- _Problem to work on_
Find the line that contains "Now, locate where abdominal". Restate it and each following line exactly, through the end of the records.
[[ Data extracts, beginning ]]
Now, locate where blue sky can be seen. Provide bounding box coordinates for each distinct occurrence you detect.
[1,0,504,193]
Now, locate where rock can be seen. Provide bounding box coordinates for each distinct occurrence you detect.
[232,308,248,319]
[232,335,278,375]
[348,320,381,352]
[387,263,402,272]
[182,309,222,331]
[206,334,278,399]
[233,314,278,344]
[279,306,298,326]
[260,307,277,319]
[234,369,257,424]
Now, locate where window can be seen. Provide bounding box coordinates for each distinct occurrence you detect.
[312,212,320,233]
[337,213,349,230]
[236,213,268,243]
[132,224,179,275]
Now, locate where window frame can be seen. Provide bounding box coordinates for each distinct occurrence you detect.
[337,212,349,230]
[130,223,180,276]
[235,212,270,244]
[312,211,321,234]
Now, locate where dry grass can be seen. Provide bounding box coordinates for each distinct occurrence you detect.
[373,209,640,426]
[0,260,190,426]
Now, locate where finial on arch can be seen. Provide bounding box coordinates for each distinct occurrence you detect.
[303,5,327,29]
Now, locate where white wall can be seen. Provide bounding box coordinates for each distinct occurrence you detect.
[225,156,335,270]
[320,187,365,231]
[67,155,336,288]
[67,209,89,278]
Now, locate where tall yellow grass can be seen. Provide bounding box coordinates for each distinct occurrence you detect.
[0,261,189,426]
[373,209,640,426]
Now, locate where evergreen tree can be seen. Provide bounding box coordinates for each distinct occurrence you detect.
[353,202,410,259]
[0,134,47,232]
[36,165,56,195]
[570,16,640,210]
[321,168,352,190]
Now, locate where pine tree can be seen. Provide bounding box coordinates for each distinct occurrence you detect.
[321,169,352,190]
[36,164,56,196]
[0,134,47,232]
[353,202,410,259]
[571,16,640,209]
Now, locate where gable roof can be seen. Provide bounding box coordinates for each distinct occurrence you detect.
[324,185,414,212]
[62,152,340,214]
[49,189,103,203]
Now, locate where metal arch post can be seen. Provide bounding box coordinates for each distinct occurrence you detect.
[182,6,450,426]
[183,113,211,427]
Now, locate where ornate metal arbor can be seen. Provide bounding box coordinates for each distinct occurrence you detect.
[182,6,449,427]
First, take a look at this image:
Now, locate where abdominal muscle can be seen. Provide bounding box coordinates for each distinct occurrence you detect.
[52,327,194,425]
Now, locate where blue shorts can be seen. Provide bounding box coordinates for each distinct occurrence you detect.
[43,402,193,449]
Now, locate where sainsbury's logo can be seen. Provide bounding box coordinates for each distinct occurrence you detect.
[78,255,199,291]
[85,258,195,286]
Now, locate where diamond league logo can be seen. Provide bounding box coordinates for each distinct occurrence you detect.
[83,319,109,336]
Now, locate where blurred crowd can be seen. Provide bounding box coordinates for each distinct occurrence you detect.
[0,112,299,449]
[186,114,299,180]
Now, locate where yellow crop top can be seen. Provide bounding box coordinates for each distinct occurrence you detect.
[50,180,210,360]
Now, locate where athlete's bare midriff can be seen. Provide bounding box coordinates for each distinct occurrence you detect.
[[ Data extracts, end ]]
- _Written answer_
Now, locate where abdominal muscle can be seen. Provide bounding box coordinates for each distinct occurrence you detect.
[52,327,194,425]
Now, locate where blue shorts can be seen. Provide bounding box coordinates for each distinct occurrence you detect.
[43,402,193,449]
Now, locate where sainsbury's logo can be seen. Provide bounding box coordinates for each distinct occurrence you detect.
[78,255,199,291]
[85,258,195,286]
Now, locate where diamond league logo can be seen. Provide bounding box coordinates for each distinct occurrence you detect.
[83,319,109,336]
Now, locate where blurred crowd can be seen. Provide bounding box coordinates for each distinct occurrence you detect.
[0,112,299,449]
[186,114,299,180]
Now, locate where yellow crop top can be seen. Provide bounding box coordinates for each distinct occurrence you detect.
[50,180,210,360]
Now, locate where athlete's bare midriff can be seen. Provide bounding box coordinates for each distinct occurrence you detect.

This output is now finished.